▶ Extracto
#####

El viernes pasado tuve una cita con mi odontólogo general para revisar el dolor agudo en uno de mis molares superiores. Debido a que soy una gallina completa en cuestiones de dentistería, pospuse la cita por dos semanas hasta que el temor de una emergencia durante el fin de semana me obligó a ir.
La higienista tomó rayos X y me dijo que la causa podía ser sinusitis o que estaba apretando la mandíbula durante el sueño, lo cual me llenó de esperanza. Entonces entró el doctor, miró las radiografías y aplicó calor en la muela afectada, lo cual me hizo saltar como un resorte. Se quitó las gafas y me dijo con seriedad, “Lo siento mucho pero te tienes que hacer un conducto“.
Inmediatamente, el recuerdo doloroso me llegó a la mente. Hace 15 años fui víctima de la tortura de una odontóloga con poca experiencia cuando todavía estaba en Colombia. Aterrorizada le pregunté al dentista si me podía esperar unos días, pero su mirada me dejó claro que estaba caminando sobre cáscaras de huevo. Me monté en el carro y manejé hasta el consultorio del endodoncista sintiéndome como un ternero que va al matadero.
“Un par de horas después entré a la sofisticada clínica de endodoncia, lo cual me dio una clara idea de lo que me iba a costar la emergencia. El dentista tenía los equipos más avanzados, ¡incluyendo un microscopio con el que creo hasta me leyó el pensamiento!”
Antes de empezar le pedí que me pusiera lo que se conoce acá como “gas chistoso”, el cual relaja a los pacientes como yo que tememos a la fresa. Estoy segura que si no lo hubiera pedido, ¡el doctor me habría dormido con un garrote! 45 minutos y $1,500 dólares después, salí del consultorio con un labio y la billetera anestesiados.
A medida que la sedación se fue disminuyendo durante esa noche, un dolor apareció durante el resto del fin de semana recordándome el pasado tratamiento. El domingo por la noche, después de ignorar numerosos especiales de la tragedia del 11 de septiembre en televisión, me quedé mirando uno, e igual que el recuerdo doloroso de mi tratamiento dental, las imágenes y los testimonios de varios sobrevivientes me abrumaron.
“Hace quince años ni siquiera estaba viviendo en Estados Unidos, sino que estaba trabajando como practicante en el periódico El Espectador de Bogotá. Como todas las mañanas, me estaba arreglando para salir, cuando mi Mamá me llamó a su cuarto para que viera las noticias. Las dos nos quedamos en silencio mirando lo que parecía una película de Hollywood”.
Tomé mi cartera y salí a buscar el autobús hacia la sala de redacción. Jamás me imaginé que a pesar de estar tan lejos de Nueva York, el efecto de la ola de este terrible evento también afectaría mi vida.

#####

▶ Registros almacenados de una colección
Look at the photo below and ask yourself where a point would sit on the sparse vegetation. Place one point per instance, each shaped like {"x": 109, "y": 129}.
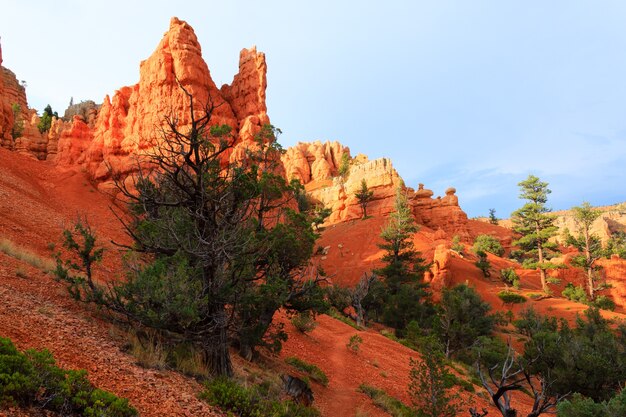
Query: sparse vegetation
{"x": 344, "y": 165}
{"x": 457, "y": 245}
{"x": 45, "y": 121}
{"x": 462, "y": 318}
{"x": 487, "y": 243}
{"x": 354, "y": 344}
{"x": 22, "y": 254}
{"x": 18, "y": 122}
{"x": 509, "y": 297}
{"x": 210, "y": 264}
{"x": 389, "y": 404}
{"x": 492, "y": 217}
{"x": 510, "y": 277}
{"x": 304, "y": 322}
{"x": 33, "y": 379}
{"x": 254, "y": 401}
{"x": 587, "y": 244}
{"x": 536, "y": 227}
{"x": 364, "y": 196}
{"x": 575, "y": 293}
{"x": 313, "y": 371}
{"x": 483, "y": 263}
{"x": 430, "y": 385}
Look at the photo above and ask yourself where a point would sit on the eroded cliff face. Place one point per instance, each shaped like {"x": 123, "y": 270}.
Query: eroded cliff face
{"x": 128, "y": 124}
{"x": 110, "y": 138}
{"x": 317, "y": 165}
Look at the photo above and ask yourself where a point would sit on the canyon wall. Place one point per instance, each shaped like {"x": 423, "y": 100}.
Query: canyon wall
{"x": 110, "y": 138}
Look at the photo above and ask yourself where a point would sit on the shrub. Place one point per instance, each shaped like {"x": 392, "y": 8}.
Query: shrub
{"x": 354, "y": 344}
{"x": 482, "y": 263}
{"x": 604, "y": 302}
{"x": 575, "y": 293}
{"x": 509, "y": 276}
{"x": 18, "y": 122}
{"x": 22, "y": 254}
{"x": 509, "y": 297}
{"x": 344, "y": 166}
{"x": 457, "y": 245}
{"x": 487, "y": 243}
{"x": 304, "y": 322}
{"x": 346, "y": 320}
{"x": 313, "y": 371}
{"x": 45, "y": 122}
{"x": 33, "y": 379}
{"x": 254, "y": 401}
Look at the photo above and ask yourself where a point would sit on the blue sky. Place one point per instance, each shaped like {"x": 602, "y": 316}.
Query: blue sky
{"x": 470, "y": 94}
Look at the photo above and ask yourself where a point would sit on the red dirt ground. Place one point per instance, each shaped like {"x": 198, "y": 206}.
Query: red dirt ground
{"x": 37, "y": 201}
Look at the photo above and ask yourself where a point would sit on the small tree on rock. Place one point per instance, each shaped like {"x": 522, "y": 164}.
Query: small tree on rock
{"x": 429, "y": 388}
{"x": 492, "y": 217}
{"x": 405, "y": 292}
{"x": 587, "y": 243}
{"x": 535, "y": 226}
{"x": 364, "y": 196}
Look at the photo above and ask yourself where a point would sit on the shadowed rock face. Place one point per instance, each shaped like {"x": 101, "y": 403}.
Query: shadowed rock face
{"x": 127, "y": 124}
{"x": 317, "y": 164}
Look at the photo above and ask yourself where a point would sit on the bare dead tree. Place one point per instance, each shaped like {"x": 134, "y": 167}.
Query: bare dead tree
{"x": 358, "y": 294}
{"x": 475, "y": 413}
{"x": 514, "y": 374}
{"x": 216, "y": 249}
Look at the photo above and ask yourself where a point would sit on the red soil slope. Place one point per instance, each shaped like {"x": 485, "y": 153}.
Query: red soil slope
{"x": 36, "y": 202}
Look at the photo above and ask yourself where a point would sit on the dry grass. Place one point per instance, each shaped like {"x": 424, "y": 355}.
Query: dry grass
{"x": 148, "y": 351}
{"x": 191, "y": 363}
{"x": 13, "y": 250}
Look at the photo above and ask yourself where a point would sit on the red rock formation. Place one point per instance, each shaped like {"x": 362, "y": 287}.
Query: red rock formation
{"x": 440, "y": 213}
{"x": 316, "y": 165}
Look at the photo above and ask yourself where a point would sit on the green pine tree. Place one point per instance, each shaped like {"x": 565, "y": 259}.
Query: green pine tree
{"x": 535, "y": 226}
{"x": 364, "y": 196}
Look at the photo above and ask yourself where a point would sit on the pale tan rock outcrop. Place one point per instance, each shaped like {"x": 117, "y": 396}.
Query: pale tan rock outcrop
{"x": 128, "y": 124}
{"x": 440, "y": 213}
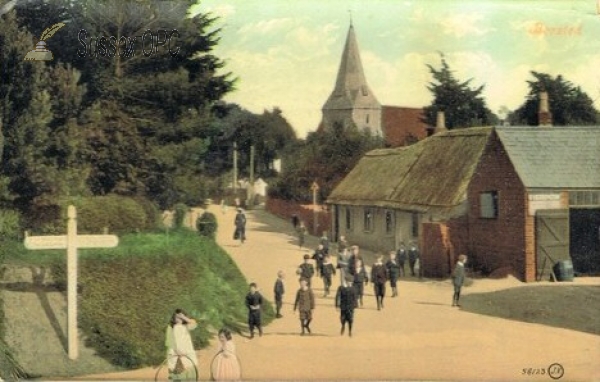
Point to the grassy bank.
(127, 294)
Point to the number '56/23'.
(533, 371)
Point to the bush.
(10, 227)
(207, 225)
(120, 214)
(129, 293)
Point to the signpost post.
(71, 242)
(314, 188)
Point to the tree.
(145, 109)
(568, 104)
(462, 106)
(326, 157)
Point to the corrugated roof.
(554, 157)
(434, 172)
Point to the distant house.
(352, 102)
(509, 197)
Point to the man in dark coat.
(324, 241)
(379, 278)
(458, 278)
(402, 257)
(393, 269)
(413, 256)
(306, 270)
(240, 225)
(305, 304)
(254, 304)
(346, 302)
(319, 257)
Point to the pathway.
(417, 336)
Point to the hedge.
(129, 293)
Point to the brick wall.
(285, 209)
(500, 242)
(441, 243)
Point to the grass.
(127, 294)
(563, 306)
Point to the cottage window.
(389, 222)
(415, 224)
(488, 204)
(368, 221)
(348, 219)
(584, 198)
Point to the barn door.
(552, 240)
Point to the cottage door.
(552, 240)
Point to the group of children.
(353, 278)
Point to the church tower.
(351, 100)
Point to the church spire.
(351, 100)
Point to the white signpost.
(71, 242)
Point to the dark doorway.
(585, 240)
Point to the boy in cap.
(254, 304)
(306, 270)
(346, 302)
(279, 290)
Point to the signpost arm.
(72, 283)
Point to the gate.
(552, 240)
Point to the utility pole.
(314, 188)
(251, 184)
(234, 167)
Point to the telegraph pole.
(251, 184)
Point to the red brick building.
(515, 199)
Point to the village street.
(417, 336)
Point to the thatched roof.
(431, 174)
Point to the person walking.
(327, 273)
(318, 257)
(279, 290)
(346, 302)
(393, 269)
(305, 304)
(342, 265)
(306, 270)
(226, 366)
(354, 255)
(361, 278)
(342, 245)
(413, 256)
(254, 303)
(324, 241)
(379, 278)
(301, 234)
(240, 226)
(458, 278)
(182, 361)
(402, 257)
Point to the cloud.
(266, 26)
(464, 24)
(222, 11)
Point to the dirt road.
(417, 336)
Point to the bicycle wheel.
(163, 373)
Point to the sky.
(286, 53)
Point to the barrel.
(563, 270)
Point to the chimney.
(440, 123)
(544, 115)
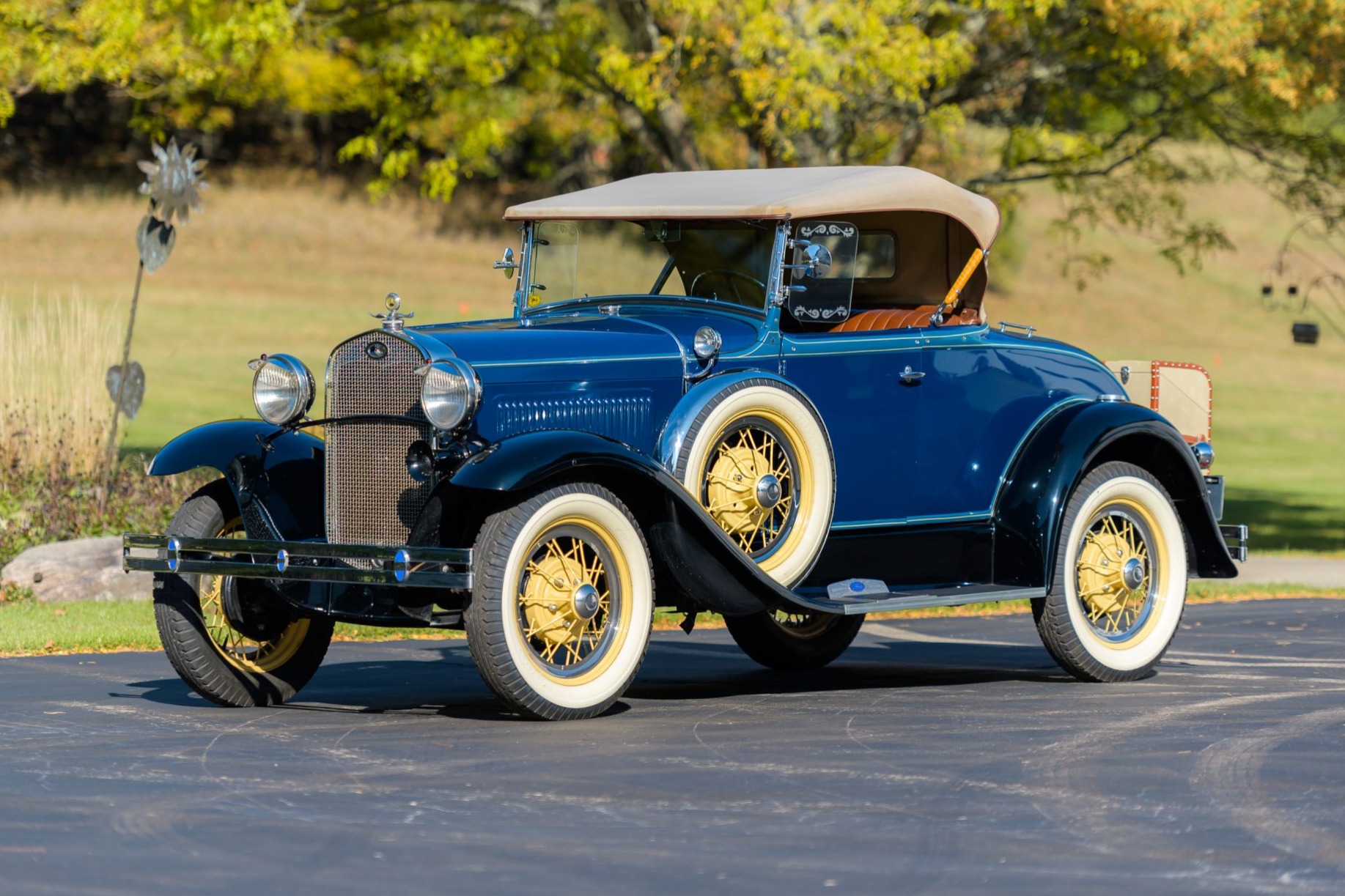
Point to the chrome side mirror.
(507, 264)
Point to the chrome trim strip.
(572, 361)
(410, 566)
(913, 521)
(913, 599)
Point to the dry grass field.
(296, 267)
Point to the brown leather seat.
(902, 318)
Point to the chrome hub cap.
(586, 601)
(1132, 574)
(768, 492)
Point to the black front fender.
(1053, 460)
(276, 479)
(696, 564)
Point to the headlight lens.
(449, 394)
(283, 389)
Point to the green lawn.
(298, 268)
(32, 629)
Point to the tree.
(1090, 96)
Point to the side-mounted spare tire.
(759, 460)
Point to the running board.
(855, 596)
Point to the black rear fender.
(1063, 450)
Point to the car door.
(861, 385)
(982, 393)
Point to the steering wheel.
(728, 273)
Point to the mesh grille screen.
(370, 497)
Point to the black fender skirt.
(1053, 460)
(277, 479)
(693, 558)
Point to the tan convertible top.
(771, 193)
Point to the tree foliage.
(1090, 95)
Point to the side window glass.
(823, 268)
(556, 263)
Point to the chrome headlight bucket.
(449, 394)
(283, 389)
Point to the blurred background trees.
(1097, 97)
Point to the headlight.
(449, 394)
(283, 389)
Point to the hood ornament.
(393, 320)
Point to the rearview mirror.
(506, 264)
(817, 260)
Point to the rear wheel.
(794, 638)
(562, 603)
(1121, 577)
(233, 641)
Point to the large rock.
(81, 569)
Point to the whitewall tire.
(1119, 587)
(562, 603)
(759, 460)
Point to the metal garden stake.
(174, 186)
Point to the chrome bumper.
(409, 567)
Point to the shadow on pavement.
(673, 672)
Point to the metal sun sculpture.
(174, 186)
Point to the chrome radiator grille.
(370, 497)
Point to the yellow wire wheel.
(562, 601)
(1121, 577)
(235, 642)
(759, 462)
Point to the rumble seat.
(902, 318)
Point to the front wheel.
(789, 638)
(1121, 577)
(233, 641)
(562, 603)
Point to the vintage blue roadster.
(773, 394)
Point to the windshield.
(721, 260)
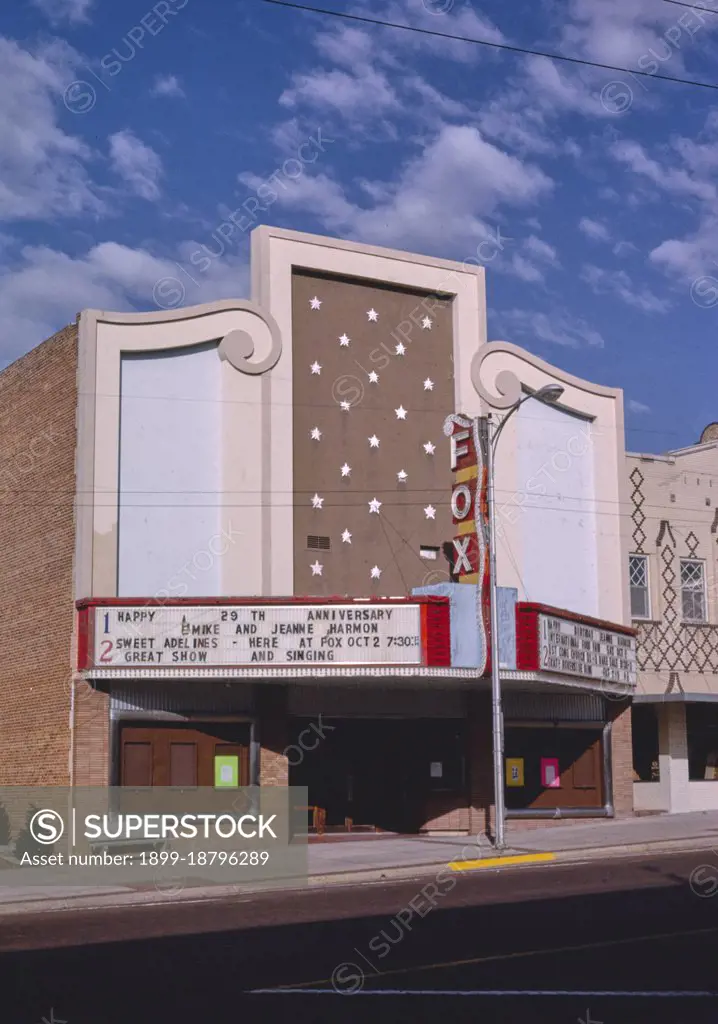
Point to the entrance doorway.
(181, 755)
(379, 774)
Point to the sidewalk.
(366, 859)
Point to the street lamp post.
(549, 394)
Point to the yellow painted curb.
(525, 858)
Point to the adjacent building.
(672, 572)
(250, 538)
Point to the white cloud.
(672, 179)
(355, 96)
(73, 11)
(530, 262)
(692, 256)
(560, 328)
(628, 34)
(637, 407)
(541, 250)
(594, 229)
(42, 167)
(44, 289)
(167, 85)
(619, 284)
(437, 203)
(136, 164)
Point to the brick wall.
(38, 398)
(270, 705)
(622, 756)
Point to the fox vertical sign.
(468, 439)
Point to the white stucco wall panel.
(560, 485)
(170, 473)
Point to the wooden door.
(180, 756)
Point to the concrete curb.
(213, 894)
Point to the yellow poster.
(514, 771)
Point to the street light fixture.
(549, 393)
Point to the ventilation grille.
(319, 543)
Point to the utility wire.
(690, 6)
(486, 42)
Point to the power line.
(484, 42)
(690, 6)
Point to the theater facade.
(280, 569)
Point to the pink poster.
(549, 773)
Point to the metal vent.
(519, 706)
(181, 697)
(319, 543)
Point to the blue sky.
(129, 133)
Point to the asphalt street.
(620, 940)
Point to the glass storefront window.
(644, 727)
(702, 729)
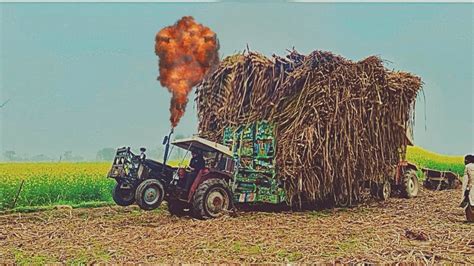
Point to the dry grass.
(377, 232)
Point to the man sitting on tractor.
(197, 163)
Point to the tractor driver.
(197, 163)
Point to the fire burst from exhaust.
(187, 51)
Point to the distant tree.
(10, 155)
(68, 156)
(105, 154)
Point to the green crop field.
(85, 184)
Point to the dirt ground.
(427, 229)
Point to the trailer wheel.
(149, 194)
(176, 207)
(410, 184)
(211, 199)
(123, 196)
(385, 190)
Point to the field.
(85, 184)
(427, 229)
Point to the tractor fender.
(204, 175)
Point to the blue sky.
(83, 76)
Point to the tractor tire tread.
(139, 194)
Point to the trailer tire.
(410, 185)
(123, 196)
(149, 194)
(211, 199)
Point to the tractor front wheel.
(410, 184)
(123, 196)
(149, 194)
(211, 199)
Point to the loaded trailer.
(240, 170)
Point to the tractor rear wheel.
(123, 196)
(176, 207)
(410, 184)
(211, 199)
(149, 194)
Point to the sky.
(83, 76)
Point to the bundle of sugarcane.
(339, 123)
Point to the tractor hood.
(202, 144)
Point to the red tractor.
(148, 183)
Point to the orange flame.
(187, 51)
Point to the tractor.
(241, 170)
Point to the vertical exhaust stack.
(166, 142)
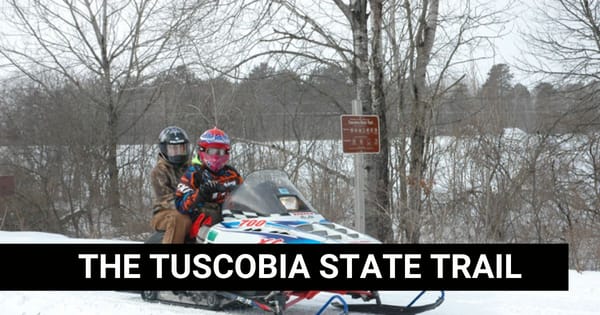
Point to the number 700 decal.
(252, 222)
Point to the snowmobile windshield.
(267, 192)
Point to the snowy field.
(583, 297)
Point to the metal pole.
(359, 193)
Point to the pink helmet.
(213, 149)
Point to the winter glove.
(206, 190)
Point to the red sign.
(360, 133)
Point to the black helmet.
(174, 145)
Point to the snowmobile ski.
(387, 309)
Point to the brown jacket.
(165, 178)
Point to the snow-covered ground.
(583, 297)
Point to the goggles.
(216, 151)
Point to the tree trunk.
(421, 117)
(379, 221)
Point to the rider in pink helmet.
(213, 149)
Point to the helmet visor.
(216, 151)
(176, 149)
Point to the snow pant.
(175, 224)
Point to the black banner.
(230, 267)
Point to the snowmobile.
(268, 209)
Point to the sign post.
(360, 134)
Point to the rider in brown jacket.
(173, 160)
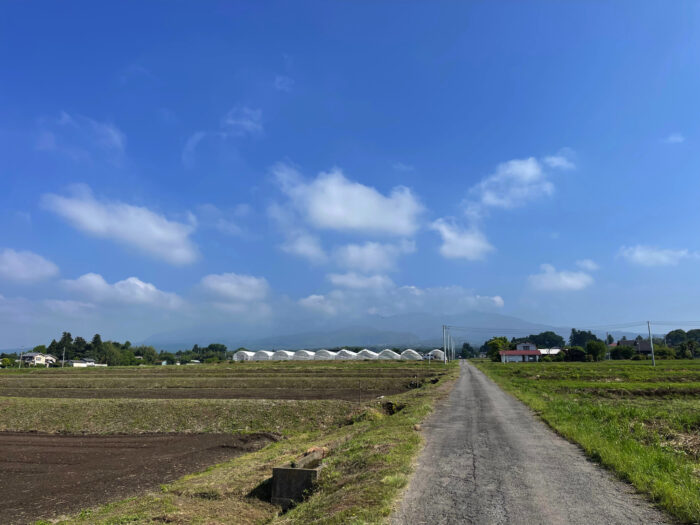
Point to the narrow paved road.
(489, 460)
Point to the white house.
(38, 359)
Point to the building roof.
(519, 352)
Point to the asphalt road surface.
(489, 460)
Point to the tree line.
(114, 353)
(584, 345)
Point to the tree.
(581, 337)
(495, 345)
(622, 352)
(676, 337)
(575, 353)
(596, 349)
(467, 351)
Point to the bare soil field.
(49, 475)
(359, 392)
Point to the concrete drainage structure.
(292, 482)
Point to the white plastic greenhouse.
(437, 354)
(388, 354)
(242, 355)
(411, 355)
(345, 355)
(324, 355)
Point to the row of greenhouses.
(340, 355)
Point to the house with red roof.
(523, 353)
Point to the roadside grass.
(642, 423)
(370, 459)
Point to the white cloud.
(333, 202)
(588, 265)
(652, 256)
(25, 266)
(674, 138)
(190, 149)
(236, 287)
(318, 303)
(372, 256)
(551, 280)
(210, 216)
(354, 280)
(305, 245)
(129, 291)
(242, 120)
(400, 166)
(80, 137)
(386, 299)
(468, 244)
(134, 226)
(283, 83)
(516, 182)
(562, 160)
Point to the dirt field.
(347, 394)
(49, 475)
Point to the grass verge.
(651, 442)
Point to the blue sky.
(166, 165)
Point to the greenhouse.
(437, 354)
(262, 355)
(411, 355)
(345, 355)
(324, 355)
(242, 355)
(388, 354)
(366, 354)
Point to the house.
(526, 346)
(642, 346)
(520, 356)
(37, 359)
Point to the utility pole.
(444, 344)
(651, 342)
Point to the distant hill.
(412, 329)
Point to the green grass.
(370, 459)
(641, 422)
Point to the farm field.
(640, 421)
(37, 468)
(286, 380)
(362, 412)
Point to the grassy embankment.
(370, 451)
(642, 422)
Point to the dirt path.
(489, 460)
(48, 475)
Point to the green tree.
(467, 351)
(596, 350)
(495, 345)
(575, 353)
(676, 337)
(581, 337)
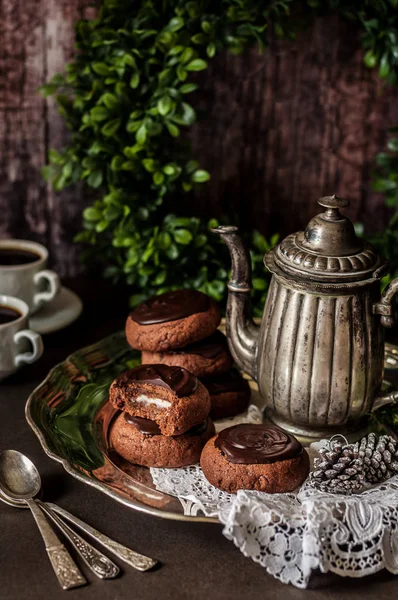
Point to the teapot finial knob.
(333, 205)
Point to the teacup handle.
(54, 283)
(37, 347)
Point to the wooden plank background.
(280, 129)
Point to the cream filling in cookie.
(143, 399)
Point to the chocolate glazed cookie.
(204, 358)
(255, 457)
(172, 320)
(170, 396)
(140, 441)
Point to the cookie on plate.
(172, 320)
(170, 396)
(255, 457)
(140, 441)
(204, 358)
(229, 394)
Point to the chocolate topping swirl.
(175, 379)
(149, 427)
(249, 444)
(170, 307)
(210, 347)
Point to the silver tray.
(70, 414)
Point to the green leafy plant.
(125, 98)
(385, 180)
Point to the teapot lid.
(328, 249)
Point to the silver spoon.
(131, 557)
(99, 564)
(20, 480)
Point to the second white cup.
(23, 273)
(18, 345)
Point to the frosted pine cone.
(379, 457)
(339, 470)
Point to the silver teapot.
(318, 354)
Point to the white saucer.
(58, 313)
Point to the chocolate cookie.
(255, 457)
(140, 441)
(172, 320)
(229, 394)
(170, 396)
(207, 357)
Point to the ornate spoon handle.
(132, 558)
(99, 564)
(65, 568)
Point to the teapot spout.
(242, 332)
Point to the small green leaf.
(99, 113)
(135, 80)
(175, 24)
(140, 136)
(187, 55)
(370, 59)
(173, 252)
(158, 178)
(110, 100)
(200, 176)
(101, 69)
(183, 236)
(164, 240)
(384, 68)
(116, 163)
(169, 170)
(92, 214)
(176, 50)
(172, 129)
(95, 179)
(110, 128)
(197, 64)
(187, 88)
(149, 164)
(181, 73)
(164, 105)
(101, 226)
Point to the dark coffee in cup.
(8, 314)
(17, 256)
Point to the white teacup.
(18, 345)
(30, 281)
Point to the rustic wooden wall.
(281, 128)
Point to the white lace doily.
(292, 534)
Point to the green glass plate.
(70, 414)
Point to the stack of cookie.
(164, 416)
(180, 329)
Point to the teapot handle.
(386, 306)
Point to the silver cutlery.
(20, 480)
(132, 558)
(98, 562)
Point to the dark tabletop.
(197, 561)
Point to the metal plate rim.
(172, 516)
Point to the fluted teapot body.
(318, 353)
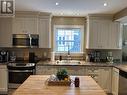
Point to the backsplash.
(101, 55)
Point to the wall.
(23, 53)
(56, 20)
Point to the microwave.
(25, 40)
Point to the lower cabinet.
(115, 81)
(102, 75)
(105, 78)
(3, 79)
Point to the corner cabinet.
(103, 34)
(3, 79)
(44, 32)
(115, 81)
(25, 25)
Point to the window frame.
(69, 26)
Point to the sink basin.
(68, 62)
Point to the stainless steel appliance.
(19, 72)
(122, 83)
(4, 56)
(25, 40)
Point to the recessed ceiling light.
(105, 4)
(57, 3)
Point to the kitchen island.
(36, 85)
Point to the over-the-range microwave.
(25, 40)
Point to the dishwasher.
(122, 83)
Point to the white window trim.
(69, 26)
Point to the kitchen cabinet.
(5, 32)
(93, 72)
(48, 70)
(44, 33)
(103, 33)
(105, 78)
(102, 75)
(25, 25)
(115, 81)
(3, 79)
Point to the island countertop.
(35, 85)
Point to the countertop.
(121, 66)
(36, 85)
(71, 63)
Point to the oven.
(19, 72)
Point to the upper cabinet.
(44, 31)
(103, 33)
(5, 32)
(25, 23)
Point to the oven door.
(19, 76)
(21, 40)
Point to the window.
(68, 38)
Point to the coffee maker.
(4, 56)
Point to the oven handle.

#####

▶ Qué se pide
Responde las siguientes preguntas sobre el relato, cada respuesta en su propia línea y con la misma letra.
(a) ¿Por cuánto tiempo se pospuso la cita con el odontólogo general?
(b) ¿Cuánto duró y cuánto costó el tratamiento en el consultorio del endodoncista?
(c) ¿En qué periódico se trabajaba como practicante hace quince años?

▶ Respuesta escrita
(a) Por dos semanas.
(b) Duró 45 minutos y costó $1,500 dólares.
(c) En el periódico El Espectador de Bogotá.